• _GIVEN TEXT_:
++++++

1 Introduction

Changes in the cybersecurity threat landscape, especially with regard to the impact of cloud technologies on cybercrime are generally very hard to detect and they are made more difficult by the fact that cybersecurity threat reports tend to focus upon proprietary information for which the source information is rarely if ever shared. An alternative method of detecting change in the modern cybersecurity threat landscape is to analyse contemporary news and information sources. Not just a few sources, but tens or hundreds of thousands over a period of time using advanced topic modelling techniques. Such an open source technique is neither exhaustive nor new, but this original take on the technique does provide new prospects for identifying thematic, quantitative and qualitative changes in the cybersecurity threat landscape that can be used to efficiently begin a research enquiry.

Rapidly developing technologies have generated huge benefits to businesses, society and organisations of all sizes. These include technologies such as the world wide web, social media, the internet and Cloud computing. They offer rapid access to information and a mechanism by which people can interact with each other, or with businesses, in a way which has hitherto been unimaginable. However, such an utopian change in the way we interact has brought with it major security threats such as fraud, network infrastructure attacks, and data breaches. Such problems are exasperated by the large volumes of available data. Which provides a greater incentive for the attackers but, more significantly for those who seek to identify such attacks, vastly increases the problem of sifting through all of the available data in order to identify those pertinent facts which are required to understand the situation. For example the UK Crime Statistics Website [1] shows an average of 500,000 reported crimes per month for England and Wales alone. If we seek to identify common attacks, be they against similar victims or similar modes of operation this becomes ever more complicated as no individual could hope to keep abreast of all this data.

Conventional approaches to this problem allow searching of the corpus of collected data for specific words which are likely to relevant. However, as much of the data is collected by many untrained operators who share no common grounding the words which are used to describe things need not be the same. An ontology, where words which can be used to mean the same thing are linked together, can be used to expand the search. Though the effectiveness of this approach is diminished by the fact that these ontologies are rarely complete and require significant effort to compile.

++++++

[Extracted records]
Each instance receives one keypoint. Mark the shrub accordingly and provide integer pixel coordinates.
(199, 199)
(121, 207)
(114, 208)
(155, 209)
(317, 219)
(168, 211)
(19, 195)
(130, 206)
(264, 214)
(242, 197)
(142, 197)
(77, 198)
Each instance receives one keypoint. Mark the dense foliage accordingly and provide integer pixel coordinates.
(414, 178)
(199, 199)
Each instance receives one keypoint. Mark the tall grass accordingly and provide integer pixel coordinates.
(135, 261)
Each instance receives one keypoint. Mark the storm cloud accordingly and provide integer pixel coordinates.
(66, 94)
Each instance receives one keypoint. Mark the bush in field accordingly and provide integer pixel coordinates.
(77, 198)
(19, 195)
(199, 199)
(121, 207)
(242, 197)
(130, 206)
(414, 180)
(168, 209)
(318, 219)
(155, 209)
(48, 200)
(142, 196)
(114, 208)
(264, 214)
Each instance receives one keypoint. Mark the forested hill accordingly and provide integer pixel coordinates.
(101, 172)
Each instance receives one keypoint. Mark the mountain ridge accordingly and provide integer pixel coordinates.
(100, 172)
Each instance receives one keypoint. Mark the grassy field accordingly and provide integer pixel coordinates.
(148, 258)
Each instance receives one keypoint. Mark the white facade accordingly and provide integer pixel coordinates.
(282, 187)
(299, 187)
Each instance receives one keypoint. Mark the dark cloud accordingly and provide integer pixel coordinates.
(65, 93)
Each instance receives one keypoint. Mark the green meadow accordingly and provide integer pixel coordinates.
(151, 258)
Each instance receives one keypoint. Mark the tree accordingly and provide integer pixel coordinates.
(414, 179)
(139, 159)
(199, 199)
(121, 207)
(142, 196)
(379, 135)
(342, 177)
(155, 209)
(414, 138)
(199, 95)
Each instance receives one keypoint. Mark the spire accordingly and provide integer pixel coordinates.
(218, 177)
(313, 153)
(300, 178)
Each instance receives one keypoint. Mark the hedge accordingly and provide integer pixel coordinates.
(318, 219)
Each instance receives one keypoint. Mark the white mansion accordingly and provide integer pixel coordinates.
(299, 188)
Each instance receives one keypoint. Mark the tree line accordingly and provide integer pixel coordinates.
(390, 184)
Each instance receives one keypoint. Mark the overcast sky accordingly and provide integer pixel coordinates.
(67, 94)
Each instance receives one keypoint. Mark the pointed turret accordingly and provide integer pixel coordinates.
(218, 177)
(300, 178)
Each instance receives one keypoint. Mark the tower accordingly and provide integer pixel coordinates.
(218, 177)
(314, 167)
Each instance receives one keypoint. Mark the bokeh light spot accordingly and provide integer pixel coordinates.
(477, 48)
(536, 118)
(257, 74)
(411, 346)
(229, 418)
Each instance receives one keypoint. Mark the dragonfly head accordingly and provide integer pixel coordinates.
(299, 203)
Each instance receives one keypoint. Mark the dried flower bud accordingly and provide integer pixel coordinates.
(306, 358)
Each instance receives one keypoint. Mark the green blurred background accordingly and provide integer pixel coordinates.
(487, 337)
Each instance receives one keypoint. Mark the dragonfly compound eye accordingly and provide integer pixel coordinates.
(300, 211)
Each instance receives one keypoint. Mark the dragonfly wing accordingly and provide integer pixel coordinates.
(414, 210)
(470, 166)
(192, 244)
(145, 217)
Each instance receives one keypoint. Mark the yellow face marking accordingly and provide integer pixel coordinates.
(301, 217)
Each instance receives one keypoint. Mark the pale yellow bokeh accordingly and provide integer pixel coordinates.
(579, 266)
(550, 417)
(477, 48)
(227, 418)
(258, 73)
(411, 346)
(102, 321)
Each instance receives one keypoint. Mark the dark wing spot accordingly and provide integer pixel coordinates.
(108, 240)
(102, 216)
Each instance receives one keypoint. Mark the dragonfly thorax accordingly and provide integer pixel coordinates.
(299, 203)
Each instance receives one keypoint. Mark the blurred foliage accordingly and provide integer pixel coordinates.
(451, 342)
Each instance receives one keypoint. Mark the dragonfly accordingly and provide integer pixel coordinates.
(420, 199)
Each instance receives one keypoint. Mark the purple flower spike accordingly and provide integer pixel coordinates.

++++++

• _STATED PROBLEM A_:
Put the entries from the line containing "Each instance receives one keypoint. Mark the blurred" through the last line of the entries, inclusive, into a Markdown table with the columns Row and Text, leaving out any blank lines.
• _STATED PROBLEM B_:
Write the passage that follows the introduction on detecting changes in the cybersecurity threat landscape, starting after its final sentence.

• _TASK RESULT A_:
| Row | Text |
|---|---|
| 1 | Each instance receives one keypoint. Mark the blurred foliage accordingly and provide integer pixel coordinates. |
| 2 | (451, 342) |
| 3 | Each instance receives one keypoint. Mark the dragonfly accordingly and provide integer pixel coordinates. |
| 4 | (420, 199) |
| 5 | Each instance receives one keypoint. Mark the purple flower spike accordingly and provide integer pixel coordinates. |

• _TASK RESULT B_:
Instead, here, we propose the use of topics as a searching mechanism. Rather than identifying keywords, which are themselves a diminished view of the topic that a searcher is trying to find, we instead allow the searcher to identify information based on the topics that they are interested in. A user may provide a document, or small collection of words, which represent one or more topics. These topics can then be searched for within the corpus. As the construction of what the relevant topics are, and which words would be indicative of a particular topic, would be a time-consuming process for humans to perform we instead use computer software to automatically identify those topics which are present in the entire corpus. This process identifies those words which probabilistically are most likely to form a topic. The same process can then be used to identify the topics present within a new document. This can then be used to identify the other documents within the corpus which are most likely to share similar topics and hence be of interest to the searcher. It should be noted that the size of the document that is used for searching need not be extensive in size.

Each document within the corpus will, in general, relate to more than one topic, with the proportion of the document relating to each exhibited topic being identifiable. Likewise each word which is used, anywhere within the corpus, will have an associated probability for being part of each topic. By this means we can take any new document and obtain the probability of each of the pre-identified topics being present within this new document. Using this we can rank the topics present in the document. It is then a simple mapping exercise to identify those existing documents within the corpus which share the most similar topic make-up as the new document. Likewise we can search on specific topics within the corpus.

As well as identifying other documents within the corpus which are similar to the current document we can also perform topic filtering across the corpus by which topics which we have identified to not be of interest can be removed. In which case any document in the corpus which consists of more than a pre-defined proportion of that topic can be removed. Thus allowing a reduction of the corpus.

This provides a powerful toolkit for the cybersecurity expert allowing them to rapidly track changing information and follow important leads through the ability to search, summarise and understand large volumes of data.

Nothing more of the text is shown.